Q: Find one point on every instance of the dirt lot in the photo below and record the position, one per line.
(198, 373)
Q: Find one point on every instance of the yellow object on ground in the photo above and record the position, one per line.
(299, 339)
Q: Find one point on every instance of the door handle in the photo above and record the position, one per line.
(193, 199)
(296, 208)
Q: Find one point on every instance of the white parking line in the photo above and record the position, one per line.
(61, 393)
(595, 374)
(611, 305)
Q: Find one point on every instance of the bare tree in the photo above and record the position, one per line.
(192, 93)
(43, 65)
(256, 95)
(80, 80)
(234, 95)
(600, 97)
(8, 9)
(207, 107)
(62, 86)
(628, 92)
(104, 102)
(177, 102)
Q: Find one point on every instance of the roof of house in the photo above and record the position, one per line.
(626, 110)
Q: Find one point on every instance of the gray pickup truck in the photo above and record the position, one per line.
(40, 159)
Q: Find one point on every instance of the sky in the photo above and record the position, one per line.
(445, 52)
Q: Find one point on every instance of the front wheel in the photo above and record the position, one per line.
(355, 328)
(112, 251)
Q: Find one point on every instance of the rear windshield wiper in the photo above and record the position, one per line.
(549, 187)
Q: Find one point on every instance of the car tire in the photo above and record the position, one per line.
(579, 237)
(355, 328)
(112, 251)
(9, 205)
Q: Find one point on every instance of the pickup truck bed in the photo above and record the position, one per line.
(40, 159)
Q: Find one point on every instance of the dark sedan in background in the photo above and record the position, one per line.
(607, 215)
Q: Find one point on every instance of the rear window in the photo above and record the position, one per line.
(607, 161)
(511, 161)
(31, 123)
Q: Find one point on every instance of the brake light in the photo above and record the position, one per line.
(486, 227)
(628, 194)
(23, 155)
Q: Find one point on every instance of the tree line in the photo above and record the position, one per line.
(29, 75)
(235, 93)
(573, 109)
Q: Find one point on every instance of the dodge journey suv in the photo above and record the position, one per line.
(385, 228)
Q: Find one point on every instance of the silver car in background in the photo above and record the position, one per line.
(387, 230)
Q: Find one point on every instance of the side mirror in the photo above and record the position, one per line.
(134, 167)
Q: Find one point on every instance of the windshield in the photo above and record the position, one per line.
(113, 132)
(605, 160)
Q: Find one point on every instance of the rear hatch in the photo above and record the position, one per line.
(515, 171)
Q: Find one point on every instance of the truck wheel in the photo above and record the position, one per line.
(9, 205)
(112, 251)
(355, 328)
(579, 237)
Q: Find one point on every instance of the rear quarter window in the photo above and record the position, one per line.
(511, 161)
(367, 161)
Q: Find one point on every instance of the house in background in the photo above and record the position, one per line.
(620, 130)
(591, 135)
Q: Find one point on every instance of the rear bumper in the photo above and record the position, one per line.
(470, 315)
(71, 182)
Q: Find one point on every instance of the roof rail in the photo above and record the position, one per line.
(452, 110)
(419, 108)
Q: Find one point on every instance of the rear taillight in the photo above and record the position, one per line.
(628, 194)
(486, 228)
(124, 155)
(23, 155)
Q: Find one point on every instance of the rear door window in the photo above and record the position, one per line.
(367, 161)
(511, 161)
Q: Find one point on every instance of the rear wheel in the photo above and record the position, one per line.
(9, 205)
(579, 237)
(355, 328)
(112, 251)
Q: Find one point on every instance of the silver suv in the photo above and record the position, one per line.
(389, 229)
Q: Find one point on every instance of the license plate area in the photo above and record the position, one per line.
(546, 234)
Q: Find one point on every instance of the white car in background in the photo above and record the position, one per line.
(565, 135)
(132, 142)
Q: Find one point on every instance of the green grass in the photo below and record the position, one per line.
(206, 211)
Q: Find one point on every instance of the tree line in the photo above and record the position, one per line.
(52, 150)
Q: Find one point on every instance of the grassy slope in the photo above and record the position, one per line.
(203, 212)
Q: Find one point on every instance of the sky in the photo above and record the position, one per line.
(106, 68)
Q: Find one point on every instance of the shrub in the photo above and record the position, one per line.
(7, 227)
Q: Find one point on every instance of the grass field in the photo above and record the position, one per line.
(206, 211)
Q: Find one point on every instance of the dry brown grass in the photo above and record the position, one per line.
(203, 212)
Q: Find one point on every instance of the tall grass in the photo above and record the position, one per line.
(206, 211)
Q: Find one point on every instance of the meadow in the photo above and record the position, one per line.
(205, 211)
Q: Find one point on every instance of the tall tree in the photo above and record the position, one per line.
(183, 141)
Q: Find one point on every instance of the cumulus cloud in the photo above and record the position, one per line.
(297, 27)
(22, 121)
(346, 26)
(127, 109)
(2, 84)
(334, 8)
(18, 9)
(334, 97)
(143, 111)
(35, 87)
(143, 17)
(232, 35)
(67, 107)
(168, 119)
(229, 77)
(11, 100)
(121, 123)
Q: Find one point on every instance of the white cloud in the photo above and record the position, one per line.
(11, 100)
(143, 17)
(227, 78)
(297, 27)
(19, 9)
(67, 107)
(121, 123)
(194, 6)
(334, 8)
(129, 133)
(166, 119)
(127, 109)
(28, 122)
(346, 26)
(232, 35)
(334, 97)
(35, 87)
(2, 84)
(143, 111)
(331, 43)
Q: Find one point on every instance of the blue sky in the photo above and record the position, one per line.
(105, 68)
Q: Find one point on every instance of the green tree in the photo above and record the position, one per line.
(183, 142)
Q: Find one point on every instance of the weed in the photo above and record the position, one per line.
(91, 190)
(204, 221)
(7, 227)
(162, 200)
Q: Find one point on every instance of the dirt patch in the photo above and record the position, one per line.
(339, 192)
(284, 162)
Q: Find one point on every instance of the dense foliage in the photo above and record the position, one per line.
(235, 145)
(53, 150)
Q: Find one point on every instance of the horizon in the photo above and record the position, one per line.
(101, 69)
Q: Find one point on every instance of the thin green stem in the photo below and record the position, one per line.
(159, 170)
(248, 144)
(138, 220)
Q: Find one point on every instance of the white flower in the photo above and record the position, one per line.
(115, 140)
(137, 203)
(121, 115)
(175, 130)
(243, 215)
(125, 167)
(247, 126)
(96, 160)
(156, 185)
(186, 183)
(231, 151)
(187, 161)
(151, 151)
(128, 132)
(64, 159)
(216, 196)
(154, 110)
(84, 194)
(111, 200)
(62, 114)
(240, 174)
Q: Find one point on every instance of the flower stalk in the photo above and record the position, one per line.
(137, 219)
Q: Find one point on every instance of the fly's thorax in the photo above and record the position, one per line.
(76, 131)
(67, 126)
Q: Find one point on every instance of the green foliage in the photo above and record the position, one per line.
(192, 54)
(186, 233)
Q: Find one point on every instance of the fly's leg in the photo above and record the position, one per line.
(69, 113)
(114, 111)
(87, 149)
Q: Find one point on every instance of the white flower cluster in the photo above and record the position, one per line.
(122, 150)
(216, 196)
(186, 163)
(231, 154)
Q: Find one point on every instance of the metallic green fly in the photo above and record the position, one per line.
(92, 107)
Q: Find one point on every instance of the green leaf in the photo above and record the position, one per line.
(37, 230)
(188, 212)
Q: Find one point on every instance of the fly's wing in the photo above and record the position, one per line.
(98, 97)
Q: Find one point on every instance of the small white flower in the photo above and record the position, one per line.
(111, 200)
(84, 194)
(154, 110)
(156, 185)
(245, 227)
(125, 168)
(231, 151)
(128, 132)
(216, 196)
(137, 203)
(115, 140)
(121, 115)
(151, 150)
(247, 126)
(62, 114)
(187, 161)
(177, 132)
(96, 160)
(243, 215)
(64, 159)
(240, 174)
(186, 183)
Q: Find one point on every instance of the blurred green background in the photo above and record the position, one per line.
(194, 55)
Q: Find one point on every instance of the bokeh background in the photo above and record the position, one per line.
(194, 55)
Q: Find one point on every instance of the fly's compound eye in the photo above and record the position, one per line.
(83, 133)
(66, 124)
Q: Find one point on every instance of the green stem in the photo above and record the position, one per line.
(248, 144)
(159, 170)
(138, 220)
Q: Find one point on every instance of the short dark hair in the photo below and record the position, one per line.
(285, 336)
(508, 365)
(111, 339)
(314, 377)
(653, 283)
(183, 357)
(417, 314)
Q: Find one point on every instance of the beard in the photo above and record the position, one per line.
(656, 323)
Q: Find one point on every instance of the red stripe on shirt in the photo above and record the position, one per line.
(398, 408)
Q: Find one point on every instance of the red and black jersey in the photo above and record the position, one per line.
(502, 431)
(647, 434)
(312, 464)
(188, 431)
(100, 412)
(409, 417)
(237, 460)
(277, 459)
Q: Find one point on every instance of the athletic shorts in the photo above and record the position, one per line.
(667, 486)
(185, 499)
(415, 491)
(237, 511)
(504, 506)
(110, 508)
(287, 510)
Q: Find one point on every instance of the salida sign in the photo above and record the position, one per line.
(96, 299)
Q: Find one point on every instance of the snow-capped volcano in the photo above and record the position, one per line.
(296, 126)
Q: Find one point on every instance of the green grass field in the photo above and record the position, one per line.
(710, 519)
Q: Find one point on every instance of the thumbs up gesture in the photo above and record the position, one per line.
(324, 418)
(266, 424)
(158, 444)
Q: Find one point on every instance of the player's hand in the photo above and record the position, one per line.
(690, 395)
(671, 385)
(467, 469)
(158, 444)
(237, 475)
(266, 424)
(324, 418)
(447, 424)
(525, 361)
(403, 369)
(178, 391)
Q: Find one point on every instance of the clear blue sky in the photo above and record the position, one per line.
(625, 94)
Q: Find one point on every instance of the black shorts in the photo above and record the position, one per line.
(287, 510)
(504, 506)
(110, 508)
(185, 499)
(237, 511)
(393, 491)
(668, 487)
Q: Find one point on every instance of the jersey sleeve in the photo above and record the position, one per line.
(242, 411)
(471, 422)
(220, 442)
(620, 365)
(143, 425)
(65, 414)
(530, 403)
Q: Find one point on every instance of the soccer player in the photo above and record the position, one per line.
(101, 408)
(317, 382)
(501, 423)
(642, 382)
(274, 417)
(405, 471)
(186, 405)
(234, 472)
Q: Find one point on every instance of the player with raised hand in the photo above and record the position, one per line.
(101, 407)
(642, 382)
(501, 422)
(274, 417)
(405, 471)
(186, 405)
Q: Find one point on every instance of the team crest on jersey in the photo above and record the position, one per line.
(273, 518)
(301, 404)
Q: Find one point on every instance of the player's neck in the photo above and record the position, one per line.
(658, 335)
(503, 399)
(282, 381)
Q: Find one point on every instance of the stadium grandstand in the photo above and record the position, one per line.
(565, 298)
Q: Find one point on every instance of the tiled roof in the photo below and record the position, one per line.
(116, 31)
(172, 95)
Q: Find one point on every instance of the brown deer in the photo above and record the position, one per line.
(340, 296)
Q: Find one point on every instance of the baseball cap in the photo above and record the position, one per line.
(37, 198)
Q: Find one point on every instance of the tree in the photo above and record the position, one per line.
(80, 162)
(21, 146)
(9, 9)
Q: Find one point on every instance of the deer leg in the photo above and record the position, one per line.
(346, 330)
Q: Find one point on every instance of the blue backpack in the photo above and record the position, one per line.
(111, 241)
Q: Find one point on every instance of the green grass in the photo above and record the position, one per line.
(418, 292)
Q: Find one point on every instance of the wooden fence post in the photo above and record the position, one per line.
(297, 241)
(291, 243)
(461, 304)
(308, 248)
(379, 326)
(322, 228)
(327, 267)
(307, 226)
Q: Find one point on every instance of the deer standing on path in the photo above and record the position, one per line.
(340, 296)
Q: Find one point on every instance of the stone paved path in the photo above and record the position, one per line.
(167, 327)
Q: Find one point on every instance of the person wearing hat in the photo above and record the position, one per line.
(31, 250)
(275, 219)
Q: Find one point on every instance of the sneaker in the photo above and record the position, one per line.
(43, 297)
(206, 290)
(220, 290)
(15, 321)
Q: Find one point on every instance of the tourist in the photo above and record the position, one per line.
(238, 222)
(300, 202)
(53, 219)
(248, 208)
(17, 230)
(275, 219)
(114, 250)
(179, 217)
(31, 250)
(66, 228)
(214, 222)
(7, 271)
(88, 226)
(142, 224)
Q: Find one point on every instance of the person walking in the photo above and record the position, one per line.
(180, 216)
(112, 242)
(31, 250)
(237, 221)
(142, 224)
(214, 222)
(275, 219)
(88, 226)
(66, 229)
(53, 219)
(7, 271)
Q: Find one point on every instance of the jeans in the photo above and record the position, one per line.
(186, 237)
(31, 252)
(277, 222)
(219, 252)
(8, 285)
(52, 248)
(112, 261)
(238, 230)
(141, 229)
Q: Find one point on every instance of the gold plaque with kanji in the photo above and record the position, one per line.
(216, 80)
━━━━━━━━━━━━━━━━━━━━━━━━━━━━━━
_Task brief:_
Find the line containing "green grass in the photo above" in the material above. Print it and every line after it through the end, exactly and only those.

_Problem solution:_
Q: Find one point on every instance of the green grass in the photo above and record the position, one per line.
(418, 292)
Q: Find one point on every instance of the wooden fence post in the photo above and record the position, one per line.
(297, 241)
(291, 243)
(461, 304)
(308, 248)
(379, 326)
(322, 228)
(327, 267)
(307, 226)
Q: Find one point on every instance of the deer standing on path in the photo above and record the position, one per line.
(340, 296)
Q: Find one point on every instance of the stone paved path in the photo above and record the position, one per line.
(167, 327)
Q: Find one point on every instance of the person wearing hat in the photo above and record the position, one per line.
(31, 250)
(275, 219)
Q: Find one point on every instance of the sneaker in the photo above and record the position, one per line.
(43, 297)
(206, 290)
(220, 290)
(15, 321)
Q: Find one point on every instance of the tourist in the photo above and record the position, one per line.
(238, 222)
(300, 202)
(53, 219)
(248, 208)
(17, 230)
(275, 219)
(114, 250)
(179, 217)
(31, 250)
(66, 228)
(214, 222)
(7, 271)
(88, 226)
(142, 224)
Q: Find one point on every instance of the person walking in the photo above and record the position, one per line.
(180, 216)
(112, 242)
(31, 250)
(237, 221)
(142, 224)
(214, 222)
(275, 219)
(88, 226)
(66, 229)
(53, 219)
(7, 271)
Q: Find one point on every instance of the jeans in the photo above and record the position, one per line.
(186, 237)
(31, 252)
(277, 222)
(219, 252)
(8, 285)
(52, 248)
(112, 261)
(238, 230)
(141, 229)
Q: Find one point on every instance of the gold plaque with kanji in the photo above and record the position, one per line.
(216, 80)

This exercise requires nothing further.